■ **DOCUMENT TEXT**:
----

I was reminded of this exchange while reading the latest self-help book for women in the workplace, Ask For It: How Women Can Use the Power of Negotiation to Get What They Really Want. Books like this should be approached with caution. Even if there are such things as male and female traits, we all know that some women are more like men and some men are more like women, and it's dangerous to make generalisations.

By page five, however, I was hooked. Two students straight out of college are offered the same job for the same salary. The woman accepts the £12,500 (the book is American, and its authors clearly not au fait with starting salaries for graduates in this country). The man negotiates and raises his to £15,000. The differential widens with every year's percentage increase.

It's a hypothetical case, but the book is full of true stories from women at work and its thesis is supported by academic research into the different salary-negotiating skills of the sexes. I cringe as I remember opening the contract for my last full-time job and finding the salary was £2,000 a year more than I had been told at the interview. Either there had been a lucky mistake in my favour or I had performed particularly well that day, I thought as I hurriedly signed it.

----

■ **EXCERPTED RECORDS**:
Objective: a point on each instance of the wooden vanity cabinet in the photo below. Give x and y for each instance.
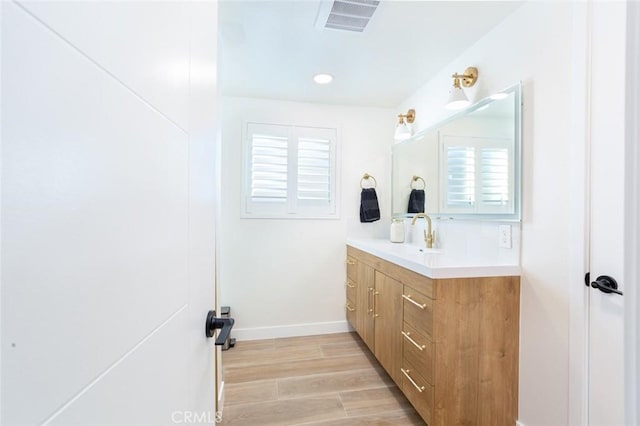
(451, 345)
(387, 321)
(360, 299)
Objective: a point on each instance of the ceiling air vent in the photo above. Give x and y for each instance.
(348, 15)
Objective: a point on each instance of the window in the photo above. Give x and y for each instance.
(290, 171)
(477, 175)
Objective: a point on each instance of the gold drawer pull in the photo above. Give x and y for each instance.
(408, 297)
(406, 335)
(415, 385)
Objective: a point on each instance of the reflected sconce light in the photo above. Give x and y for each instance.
(457, 97)
(403, 131)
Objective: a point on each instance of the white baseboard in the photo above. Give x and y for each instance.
(293, 330)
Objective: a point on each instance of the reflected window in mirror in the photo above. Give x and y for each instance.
(471, 162)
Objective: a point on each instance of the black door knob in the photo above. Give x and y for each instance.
(224, 324)
(606, 284)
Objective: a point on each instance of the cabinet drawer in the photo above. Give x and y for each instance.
(418, 311)
(417, 350)
(418, 392)
(351, 290)
(352, 268)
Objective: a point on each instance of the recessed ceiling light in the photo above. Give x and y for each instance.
(323, 78)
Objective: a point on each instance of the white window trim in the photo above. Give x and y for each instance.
(301, 211)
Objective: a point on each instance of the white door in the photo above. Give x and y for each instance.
(608, 227)
(108, 205)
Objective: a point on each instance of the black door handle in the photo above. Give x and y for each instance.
(224, 324)
(606, 284)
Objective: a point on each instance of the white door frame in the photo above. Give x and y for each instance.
(579, 213)
(579, 232)
(632, 210)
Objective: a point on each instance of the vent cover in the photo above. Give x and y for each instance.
(348, 15)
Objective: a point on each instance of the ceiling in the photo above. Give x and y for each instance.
(272, 49)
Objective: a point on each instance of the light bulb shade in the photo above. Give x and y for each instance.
(457, 99)
(403, 131)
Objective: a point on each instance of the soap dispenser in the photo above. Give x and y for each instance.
(396, 234)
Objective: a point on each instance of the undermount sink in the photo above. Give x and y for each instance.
(429, 250)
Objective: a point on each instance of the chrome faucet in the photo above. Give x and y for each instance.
(429, 235)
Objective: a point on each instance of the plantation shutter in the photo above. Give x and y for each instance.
(269, 165)
(290, 171)
(314, 169)
(477, 175)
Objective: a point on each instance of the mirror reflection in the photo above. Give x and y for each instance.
(466, 166)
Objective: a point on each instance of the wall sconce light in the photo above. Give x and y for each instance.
(403, 131)
(457, 97)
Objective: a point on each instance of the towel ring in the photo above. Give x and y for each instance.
(415, 179)
(367, 176)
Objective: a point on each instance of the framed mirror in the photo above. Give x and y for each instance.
(467, 166)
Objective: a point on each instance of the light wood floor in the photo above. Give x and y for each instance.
(331, 379)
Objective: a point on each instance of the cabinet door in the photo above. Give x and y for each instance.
(364, 309)
(388, 324)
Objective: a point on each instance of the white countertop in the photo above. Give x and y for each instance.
(434, 263)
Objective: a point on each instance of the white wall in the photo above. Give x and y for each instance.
(532, 45)
(107, 211)
(286, 277)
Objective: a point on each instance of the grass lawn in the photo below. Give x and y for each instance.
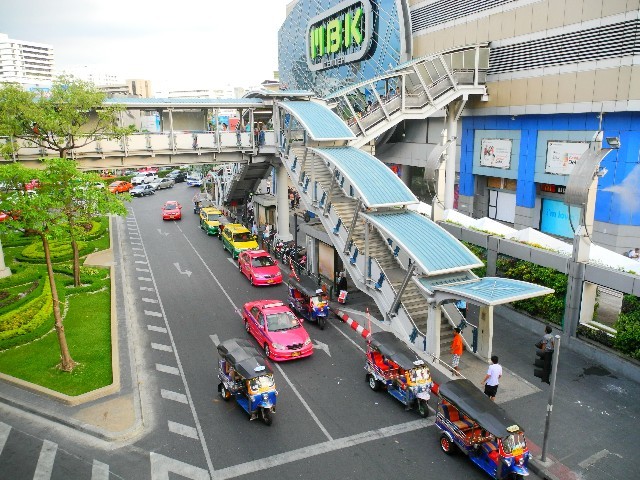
(88, 331)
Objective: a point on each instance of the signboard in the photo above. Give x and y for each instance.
(554, 218)
(495, 152)
(563, 156)
(339, 35)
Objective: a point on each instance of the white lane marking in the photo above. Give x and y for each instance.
(304, 403)
(153, 328)
(99, 471)
(167, 369)
(161, 347)
(348, 338)
(320, 449)
(588, 462)
(215, 279)
(175, 396)
(184, 430)
(45, 461)
(4, 434)
(161, 466)
(203, 442)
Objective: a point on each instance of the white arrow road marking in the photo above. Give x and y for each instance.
(322, 346)
(161, 466)
(186, 272)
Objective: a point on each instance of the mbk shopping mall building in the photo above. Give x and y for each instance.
(558, 69)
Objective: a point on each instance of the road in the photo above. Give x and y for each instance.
(183, 293)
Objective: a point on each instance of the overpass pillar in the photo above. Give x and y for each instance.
(282, 204)
(4, 271)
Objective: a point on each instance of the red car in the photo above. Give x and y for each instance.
(120, 187)
(277, 330)
(259, 267)
(171, 210)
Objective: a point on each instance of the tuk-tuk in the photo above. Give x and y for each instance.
(309, 301)
(393, 365)
(244, 375)
(471, 422)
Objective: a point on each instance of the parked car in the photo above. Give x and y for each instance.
(178, 176)
(259, 267)
(142, 190)
(276, 328)
(171, 210)
(163, 183)
(147, 177)
(120, 186)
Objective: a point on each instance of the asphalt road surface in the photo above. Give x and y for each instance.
(183, 294)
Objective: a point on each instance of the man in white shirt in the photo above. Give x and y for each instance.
(492, 378)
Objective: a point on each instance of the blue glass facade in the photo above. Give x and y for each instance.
(385, 51)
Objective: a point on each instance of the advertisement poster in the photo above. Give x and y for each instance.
(554, 218)
(563, 156)
(495, 152)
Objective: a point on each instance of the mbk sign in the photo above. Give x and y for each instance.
(339, 35)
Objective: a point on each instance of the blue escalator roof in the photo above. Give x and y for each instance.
(374, 181)
(496, 291)
(318, 120)
(434, 250)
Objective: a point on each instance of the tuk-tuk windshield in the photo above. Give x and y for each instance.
(259, 383)
(282, 321)
(513, 442)
(264, 261)
(242, 237)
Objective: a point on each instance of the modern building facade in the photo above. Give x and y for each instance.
(28, 63)
(560, 70)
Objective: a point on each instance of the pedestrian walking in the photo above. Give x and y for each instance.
(456, 349)
(546, 343)
(492, 378)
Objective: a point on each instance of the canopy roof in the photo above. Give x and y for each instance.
(320, 122)
(494, 290)
(372, 180)
(394, 349)
(244, 358)
(465, 396)
(434, 250)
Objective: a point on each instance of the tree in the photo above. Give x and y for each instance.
(69, 116)
(81, 198)
(38, 214)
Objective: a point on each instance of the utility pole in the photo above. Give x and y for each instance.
(554, 371)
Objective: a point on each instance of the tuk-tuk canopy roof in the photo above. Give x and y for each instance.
(395, 350)
(305, 285)
(464, 395)
(243, 357)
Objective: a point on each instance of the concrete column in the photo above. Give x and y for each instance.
(282, 204)
(434, 317)
(485, 332)
(450, 167)
(4, 271)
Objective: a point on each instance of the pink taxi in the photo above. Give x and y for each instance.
(277, 330)
(259, 267)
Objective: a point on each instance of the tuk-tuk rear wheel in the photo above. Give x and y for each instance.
(446, 445)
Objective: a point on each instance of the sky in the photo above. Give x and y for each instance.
(178, 44)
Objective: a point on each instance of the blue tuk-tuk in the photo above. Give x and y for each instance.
(393, 365)
(472, 423)
(244, 375)
(309, 301)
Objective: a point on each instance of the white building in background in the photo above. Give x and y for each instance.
(28, 63)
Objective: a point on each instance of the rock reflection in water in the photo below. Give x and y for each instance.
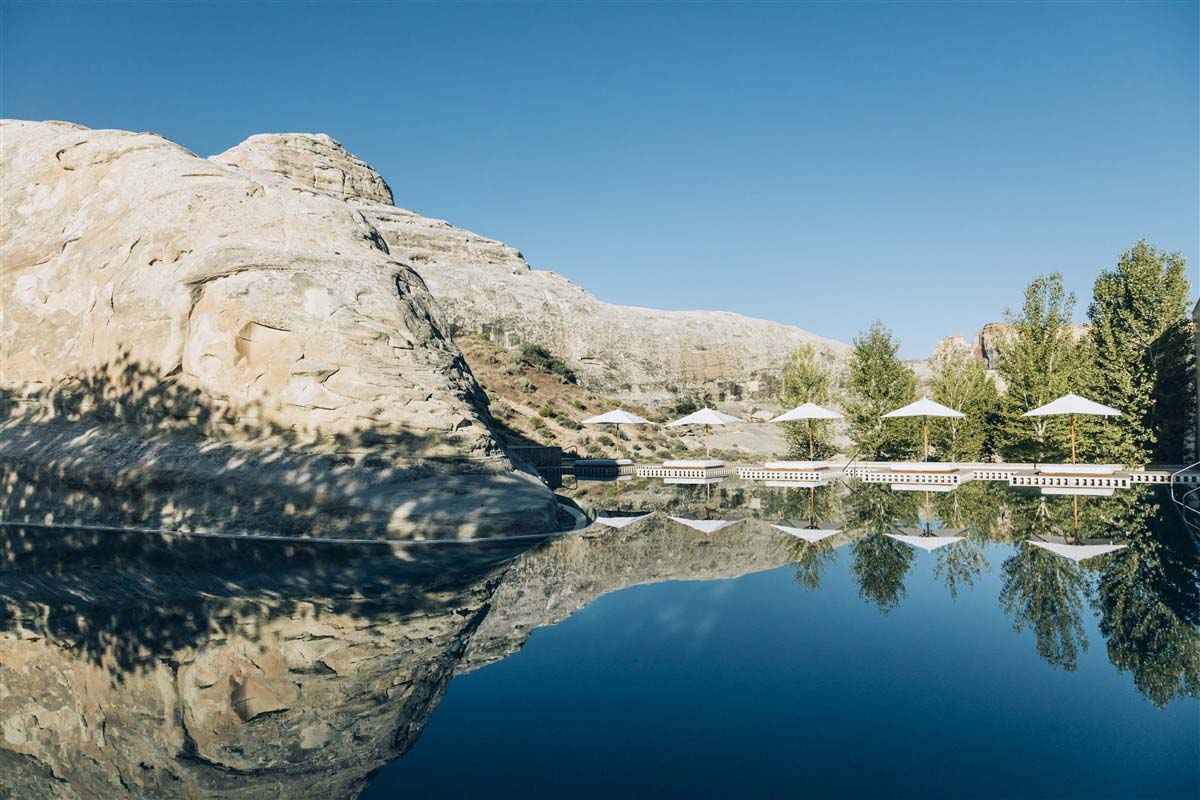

----

■ **WHAT IS REQUIRED**:
In the salary negotiation passage, what salary does the man end up with after he negotiates in the book's hypothetical case? Rely only on the salary negotiation passage, not on the items.

■ **WRITTEN ANSWER**:
£15,000